Directions for this task: Render the listing below as a Markdown table with the columns Row and Line, covering only the lines from the one containing "# test: pointer emits one marker per instance of the grey" through the end of the listing, inclusive. Leave out blank lines.

Dataset:
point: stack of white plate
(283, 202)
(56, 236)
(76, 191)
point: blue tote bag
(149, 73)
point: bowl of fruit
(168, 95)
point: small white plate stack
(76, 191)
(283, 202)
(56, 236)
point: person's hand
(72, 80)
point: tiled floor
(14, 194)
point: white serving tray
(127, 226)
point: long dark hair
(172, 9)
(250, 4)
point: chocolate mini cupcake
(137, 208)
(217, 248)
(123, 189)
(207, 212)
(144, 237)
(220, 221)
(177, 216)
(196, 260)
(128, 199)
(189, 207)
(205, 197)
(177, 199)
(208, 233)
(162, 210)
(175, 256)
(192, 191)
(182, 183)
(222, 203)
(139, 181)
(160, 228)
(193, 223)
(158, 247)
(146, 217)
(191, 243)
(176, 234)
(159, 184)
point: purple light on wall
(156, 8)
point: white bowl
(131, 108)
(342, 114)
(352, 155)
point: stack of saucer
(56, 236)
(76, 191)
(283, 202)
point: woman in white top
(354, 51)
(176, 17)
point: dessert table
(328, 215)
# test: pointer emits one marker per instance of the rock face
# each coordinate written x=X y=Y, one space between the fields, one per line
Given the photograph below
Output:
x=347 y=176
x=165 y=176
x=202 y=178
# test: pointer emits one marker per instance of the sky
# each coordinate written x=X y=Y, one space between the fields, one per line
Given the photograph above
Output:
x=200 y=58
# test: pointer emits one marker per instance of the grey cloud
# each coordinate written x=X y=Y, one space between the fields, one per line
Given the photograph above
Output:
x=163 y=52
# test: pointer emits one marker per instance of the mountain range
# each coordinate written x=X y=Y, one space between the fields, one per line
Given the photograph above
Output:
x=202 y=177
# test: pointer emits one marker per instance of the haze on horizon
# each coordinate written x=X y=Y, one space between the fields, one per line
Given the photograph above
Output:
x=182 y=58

Exercise response:
| Row | Line |
|---|---|
| 1 | # test: pointer emits one marker per instance of the grey cloud |
| 2 | # each coordinate written x=X y=Y, one space between the fields, one per line |
| 3 | Given the photograph above |
| 4 | Output: |
| 5 | x=163 y=52 |
| 6 | # test: pointer emits one marker per instance of the mountain range |
| 7 | # each coordinate written x=X y=Y, one space between the fields, one per line |
| 8 | Given the photograph above |
| 9 | Output: |
| 10 | x=202 y=177 |
| 11 | # test: pointer emits one marker per instance of the haze on horizon |
| 12 | # each coordinate written x=X y=Y, one space between the fields, one per line |
| 13 | Given the photograph above |
| 14 | Output: |
| 15 | x=182 y=58 |